» What to produce
Pick out every line in the records below that contains the string "instance", and copy those lines. Case counts.

» Data rows
##############################

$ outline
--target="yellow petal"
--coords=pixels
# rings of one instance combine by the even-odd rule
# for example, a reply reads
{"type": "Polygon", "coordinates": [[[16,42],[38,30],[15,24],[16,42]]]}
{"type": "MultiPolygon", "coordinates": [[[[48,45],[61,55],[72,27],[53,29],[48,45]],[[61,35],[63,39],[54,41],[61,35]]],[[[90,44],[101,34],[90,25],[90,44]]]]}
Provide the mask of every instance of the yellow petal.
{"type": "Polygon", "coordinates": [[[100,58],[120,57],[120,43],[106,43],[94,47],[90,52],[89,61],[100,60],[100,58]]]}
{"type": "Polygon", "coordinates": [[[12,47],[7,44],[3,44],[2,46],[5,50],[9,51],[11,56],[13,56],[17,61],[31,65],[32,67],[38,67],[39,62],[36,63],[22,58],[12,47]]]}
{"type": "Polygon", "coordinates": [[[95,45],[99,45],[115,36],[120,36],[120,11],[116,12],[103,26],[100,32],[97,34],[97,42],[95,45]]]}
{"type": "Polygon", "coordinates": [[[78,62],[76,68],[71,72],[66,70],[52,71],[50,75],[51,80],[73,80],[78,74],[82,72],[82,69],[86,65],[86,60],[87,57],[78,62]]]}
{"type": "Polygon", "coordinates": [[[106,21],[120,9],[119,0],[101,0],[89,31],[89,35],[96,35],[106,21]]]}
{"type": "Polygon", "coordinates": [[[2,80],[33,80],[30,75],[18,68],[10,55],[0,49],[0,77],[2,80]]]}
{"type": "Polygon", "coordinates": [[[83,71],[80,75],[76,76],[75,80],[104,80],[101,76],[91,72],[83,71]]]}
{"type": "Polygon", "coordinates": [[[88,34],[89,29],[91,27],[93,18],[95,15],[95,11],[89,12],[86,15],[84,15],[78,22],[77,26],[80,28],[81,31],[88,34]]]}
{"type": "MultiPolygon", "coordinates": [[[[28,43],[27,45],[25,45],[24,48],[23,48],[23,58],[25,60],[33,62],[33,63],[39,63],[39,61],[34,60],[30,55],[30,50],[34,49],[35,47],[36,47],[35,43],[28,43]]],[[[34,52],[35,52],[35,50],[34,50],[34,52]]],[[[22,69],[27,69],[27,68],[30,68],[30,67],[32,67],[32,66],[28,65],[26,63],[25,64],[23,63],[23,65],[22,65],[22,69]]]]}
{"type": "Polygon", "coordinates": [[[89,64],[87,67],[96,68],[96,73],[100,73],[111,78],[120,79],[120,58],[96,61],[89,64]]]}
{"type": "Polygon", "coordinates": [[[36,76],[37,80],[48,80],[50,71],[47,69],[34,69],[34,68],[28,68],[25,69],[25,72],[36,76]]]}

##############################

» Exercise response
# rings of one instance combine by the even-odd rule
Provide the mask of every instance of the yellow petal.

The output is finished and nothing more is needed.